» **Aufgaben**
• A. Beantworte zum Prozessbericht jede Frage kurz:
(i) Welches Datum und welche Uhrzeit stehen über dem Prozessbericht?
(ii) Wie viele Personen aus jeder Gruppe werden laut Einlassregelung eingelassen?
(iii) Wonach werden die Gruppen auf Nachfrage definiert?
• B. Übernimm aus dem Prozessbericht wortgetreu den Abschnitt von „24.06.2020 09:30 Uhr“ bis „Umfeld im Gericht.“.

» **Vorliegender Text**
24.06.2020 09:30 Uhr
Auch der zweite (und wie sich herausstellen sollte letzte) Prozesstag beginnt mit Polizeipräsenz und der aus der letzten Woche bekannten Einlassregelung, nach der „fünf Personen aus jeder Gruppe“ eingelassen würden. Auf Nachfrage werden die Gruppen danach definiert, „für welche Seite“ mensch sei. Die Seiten wiederum werden nicht definiert. Die „IB“ dieses Mal mit weitgehend anderen Personen als in der Vorwoche. Torsten Görke, Jörg Dittus (der sich um den Titel „Peinlichster Schnurrbart der Neuen Rechten“ zu bewerben scheint), Till-Lucas Wessels, Andreas Karsten, Heinrich Mahling, Robin Thomaßen, Jonas Schick, Paul Klemm und Hannah Schröder vertraten diesmal die IB bzw. ihr nahes Umfeld im Gericht.

» **Erfasste Daten**
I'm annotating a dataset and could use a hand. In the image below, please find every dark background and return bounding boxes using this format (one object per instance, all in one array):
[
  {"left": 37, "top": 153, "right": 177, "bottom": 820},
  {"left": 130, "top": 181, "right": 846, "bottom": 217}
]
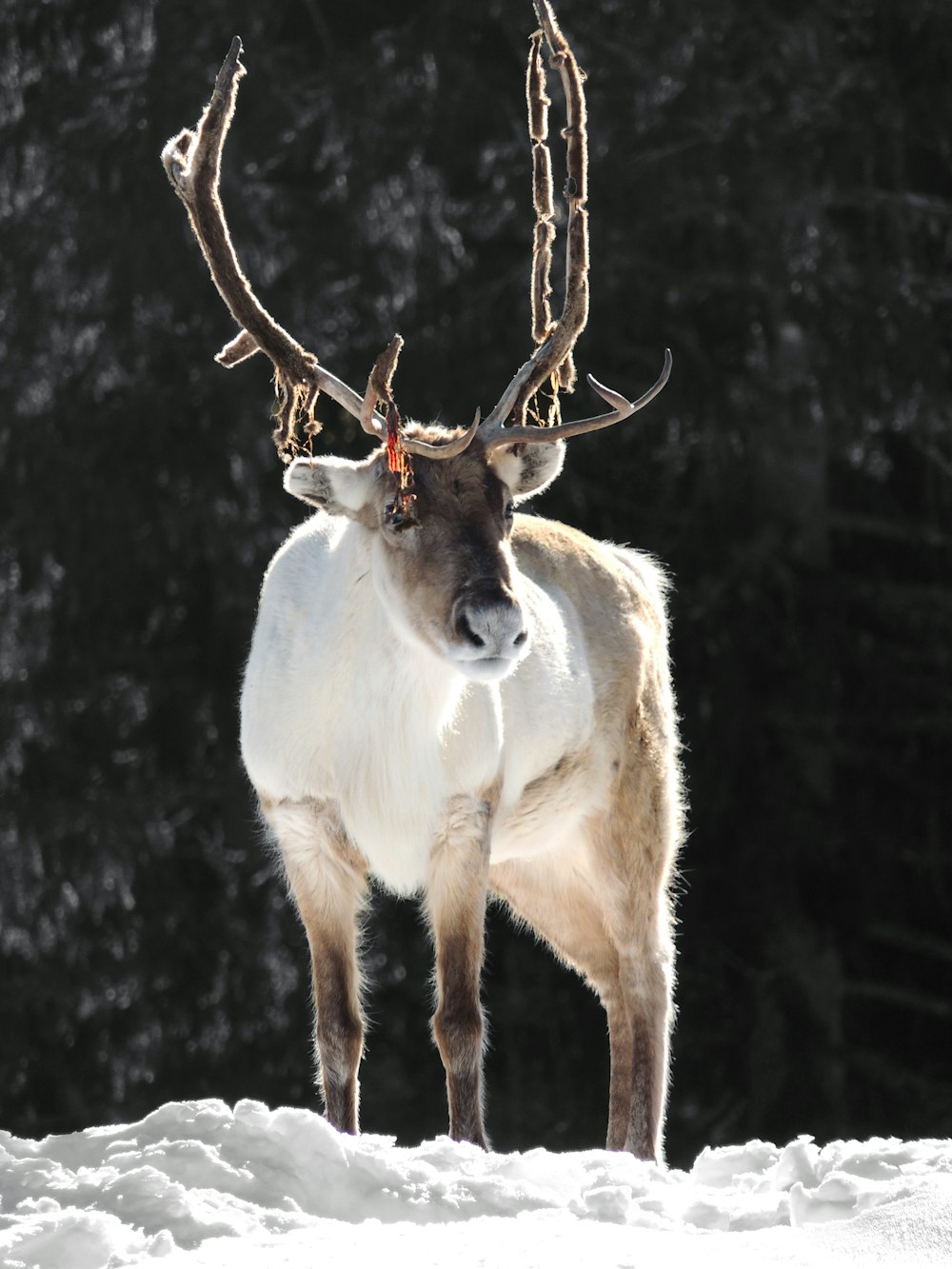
[{"left": 0, "top": 0, "right": 952, "bottom": 1163}]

» **Lösungen**
• A.
(i) 24.06.2020, 09:30 Uhr
(ii) Fünf Personen
(iii) Danach, „für welche Seite“ mensch sei

• B.
24.06.2020 09:30 Uhr
Auch der zweite (und wie sich herausstellen sollte letzte) Prozesstag beginnt mit Polizeipräsenz und der aus der letzten Woche bekannten Einlassregelung, nach der „fünf Personen aus jeder Gruppe“ eingelassen würden. Auf Nachfrage werden die Gruppen danach definiert, „für welche Seite“ mensch sei. Die Seiten wiederum werden nicht definiert. Die „IB“ dieses Mal mit weitgehend anderen Personen als in der Vorwoche. Torsten Görke, Jörg Dittus (der sich um den Titel „Peinlichster Schnurrbart der Neuen Rechten“ zu bewerben scheint), Till-Lucas Wessels, Andreas Karsten, Heinrich Mahling, Robin Thomaßen, Jonas Schick, Paul Klemm und Hannah Schröder vertraten diesmal die IB bzw. ihr nahes Umfeld im Gericht.